# Voci:
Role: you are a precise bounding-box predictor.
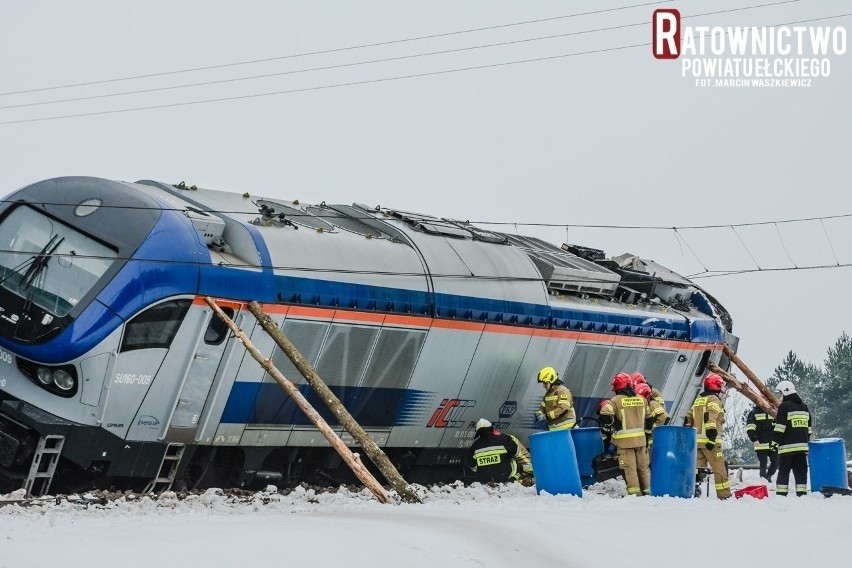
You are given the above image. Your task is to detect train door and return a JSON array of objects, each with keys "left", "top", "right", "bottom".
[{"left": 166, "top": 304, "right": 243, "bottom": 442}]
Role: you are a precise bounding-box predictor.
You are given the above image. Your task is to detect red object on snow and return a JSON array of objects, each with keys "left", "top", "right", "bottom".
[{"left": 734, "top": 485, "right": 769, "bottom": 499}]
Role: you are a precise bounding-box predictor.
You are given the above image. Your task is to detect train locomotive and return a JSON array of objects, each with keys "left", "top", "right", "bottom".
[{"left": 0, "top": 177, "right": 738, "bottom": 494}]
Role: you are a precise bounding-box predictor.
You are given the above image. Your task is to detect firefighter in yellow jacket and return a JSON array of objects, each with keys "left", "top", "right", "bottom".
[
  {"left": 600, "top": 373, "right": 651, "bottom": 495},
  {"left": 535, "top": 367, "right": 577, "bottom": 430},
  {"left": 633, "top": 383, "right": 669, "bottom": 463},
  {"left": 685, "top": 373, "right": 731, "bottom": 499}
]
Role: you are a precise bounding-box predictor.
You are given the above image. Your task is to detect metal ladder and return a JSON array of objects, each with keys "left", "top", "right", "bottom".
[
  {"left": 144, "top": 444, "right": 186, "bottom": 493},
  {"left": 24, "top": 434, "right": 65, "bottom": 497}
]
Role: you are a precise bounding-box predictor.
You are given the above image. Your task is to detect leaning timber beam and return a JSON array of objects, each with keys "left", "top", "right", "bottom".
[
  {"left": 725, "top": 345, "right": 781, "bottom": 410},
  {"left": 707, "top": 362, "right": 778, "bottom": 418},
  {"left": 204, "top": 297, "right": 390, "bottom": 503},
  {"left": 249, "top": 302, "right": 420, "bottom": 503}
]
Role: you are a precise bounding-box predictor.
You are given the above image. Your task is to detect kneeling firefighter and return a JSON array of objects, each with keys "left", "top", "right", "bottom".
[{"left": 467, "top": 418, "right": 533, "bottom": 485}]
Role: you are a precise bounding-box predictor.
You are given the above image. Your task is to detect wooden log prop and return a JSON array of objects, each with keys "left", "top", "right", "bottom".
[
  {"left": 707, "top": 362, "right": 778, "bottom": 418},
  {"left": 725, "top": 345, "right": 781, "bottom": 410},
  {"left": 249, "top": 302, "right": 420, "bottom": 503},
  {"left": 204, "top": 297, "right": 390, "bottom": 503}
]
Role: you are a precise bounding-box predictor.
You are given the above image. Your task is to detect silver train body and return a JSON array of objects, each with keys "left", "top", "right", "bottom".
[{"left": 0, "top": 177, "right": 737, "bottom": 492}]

---

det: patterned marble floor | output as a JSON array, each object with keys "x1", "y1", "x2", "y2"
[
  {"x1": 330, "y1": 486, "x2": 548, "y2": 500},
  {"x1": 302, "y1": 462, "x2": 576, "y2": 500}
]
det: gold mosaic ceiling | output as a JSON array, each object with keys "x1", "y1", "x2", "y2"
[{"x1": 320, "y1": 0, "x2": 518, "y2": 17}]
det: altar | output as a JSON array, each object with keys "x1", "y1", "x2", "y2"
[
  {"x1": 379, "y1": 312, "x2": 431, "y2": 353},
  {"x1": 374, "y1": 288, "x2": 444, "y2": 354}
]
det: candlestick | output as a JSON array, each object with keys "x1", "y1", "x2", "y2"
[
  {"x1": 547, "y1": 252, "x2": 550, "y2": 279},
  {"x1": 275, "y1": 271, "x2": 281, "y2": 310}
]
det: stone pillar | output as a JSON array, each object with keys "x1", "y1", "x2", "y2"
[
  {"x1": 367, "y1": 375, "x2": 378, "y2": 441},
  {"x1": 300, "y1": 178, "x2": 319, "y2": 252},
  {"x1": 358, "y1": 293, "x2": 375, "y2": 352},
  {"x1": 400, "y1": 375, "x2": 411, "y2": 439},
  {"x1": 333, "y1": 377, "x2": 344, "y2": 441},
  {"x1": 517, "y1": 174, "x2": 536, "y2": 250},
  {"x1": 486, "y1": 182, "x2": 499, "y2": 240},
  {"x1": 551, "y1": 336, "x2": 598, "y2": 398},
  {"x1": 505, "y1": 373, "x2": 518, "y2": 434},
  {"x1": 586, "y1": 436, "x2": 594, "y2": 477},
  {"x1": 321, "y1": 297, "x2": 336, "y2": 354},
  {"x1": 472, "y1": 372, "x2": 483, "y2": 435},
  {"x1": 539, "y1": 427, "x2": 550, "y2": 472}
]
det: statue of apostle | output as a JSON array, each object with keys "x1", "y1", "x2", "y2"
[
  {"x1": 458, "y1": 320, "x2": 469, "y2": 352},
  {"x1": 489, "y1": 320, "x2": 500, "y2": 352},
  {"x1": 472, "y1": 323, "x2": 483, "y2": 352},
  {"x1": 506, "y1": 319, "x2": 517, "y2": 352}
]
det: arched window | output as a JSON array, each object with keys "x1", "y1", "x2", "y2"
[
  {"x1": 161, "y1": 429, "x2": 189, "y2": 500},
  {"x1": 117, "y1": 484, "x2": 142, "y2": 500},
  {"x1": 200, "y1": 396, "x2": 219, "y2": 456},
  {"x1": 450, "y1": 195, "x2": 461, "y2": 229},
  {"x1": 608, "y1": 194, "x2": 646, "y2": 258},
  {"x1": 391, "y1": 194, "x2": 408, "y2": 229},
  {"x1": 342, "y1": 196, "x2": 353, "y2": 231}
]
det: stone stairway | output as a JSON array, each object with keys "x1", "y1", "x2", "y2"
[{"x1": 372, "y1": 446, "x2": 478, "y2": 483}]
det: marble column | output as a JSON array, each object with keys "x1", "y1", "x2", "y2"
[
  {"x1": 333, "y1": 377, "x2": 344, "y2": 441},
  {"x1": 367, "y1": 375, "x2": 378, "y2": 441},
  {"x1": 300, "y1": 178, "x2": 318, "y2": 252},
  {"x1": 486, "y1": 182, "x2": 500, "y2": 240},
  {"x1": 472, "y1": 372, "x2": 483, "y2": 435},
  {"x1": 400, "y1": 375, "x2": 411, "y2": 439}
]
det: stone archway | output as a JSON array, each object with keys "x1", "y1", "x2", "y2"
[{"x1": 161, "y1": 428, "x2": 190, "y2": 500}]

# Istruzioni e requisiti:
Indica quante righe delle voci contengono la stringa "firefighter", distinguendo tra maiuscole e minuscole. Scrivi soltanto il numero.

# Soluzione:
2